**WRITTEN INSTRUCTION:** Please output the records from the line containing "rippled water. Return only the coordinates." through the end of the records, including that first line, as a JSON list of strings with one string per line and no blank lines.

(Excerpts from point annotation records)
□ □ □

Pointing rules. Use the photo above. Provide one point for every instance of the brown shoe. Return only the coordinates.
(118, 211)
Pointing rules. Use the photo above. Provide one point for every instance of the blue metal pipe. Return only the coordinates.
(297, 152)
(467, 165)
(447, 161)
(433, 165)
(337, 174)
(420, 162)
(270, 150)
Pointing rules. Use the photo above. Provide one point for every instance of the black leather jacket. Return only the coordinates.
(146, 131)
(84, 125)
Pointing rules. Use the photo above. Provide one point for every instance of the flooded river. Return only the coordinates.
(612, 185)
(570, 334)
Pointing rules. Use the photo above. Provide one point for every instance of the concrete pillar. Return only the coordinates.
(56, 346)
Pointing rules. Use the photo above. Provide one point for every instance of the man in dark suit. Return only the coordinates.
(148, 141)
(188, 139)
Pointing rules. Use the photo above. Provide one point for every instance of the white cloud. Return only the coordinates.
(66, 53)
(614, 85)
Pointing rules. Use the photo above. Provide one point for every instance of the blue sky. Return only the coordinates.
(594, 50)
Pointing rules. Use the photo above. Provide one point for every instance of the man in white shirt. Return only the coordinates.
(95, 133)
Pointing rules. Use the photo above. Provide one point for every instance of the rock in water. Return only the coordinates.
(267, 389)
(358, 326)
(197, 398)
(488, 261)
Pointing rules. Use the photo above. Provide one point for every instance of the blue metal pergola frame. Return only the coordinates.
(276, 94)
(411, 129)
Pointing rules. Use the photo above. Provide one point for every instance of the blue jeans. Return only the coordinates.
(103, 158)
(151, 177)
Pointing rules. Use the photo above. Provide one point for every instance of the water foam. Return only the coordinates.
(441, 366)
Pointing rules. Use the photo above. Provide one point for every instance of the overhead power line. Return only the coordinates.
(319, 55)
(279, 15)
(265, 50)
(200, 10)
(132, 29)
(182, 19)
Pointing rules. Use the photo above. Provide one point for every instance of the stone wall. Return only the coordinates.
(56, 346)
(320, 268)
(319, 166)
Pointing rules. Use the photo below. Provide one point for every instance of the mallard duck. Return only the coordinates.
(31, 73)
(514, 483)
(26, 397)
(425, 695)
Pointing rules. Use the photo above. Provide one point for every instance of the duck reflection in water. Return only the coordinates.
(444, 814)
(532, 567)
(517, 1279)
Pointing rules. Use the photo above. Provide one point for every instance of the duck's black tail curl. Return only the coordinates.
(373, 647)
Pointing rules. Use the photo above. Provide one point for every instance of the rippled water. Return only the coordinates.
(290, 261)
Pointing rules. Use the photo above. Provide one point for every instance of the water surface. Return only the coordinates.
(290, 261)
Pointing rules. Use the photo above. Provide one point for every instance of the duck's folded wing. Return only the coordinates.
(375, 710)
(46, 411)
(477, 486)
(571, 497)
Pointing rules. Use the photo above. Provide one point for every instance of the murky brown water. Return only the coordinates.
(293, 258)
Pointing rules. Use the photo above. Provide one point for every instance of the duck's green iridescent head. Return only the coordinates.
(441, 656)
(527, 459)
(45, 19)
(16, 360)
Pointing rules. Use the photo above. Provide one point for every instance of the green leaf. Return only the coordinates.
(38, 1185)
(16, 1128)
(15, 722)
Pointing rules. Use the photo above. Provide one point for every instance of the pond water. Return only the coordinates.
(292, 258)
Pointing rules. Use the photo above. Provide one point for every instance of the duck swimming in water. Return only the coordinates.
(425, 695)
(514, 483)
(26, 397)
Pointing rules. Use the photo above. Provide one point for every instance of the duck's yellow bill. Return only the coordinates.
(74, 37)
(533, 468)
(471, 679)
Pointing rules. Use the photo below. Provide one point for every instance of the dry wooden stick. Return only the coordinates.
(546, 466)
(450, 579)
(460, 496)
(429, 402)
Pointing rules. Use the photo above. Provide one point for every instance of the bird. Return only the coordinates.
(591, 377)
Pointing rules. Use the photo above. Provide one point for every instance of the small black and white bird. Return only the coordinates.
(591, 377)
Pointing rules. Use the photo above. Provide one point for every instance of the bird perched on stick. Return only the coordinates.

□ □ □

**EXERCISE RESULT:**
[
  "Pointing rules. Use the photo above. Provide one point for every instance of the rippled water. Return only the coordinates.",
  "(290, 261)",
  "Pointing rules. Use the photo above. Provide one point for every instance of the water surface. Return only the coordinates.",
  "(290, 261)",
  "Pointing rules. Use the photo above. Provide one point for every instance of the duck's folded wing. Return only the coordinates.",
  "(375, 710)",
  "(46, 411)",
  "(477, 486)",
  "(571, 497)",
  "Pointing rules. Use the photo above. Provide one point for every instance of the murky brown water. Return only the coordinates.",
  "(293, 258)",
  "Pointing rules. Use the photo above. Provide one point for every instance of the duck's green iridescent head. Return only the coordinates.",
  "(441, 656)",
  "(527, 459)",
  "(45, 19)",
  "(16, 360)",
  "Pointing rules. Use the photo above. Provide one point for every instance of the green leaf. Return only the coordinates.",
  "(38, 1185)",
  "(16, 1128)",
  "(15, 722)",
  "Pointing rules. Use the photo above. Provide one point for every instance of the pond water. Return only the coordinates.",
  "(292, 258)",
  "Pointing rules. Use the photo above. Provide one point for every instance of the duck swimming in water. Return only the coordinates.",
  "(425, 695)",
  "(514, 483)",
  "(26, 397)",
  "Pointing rules. Use the photo above. Provide one point for every instance of the duck's yellow bill. Return only the coordinates.",
  "(74, 37)",
  "(533, 468)",
  "(471, 679)",
  "Pointing rules. Use the photo below. Provide one point for every instance of the dry wooden stick. Return only the coordinates.",
  "(546, 466)",
  "(450, 579)",
  "(460, 496)",
  "(429, 402)",
  "Pointing rules. Use the photo above. Provide one point for every instance of the bird. Return only the coordinates.",
  "(591, 377)",
  "Pointing rules. Use the photo above. Provide one point for every instance of the small black and white bird. Return only the coordinates.",
  "(591, 377)",
  "Pointing rules. Use the photo above. Provide one point for every instance of the bird perched on stick. Return only the coordinates."
]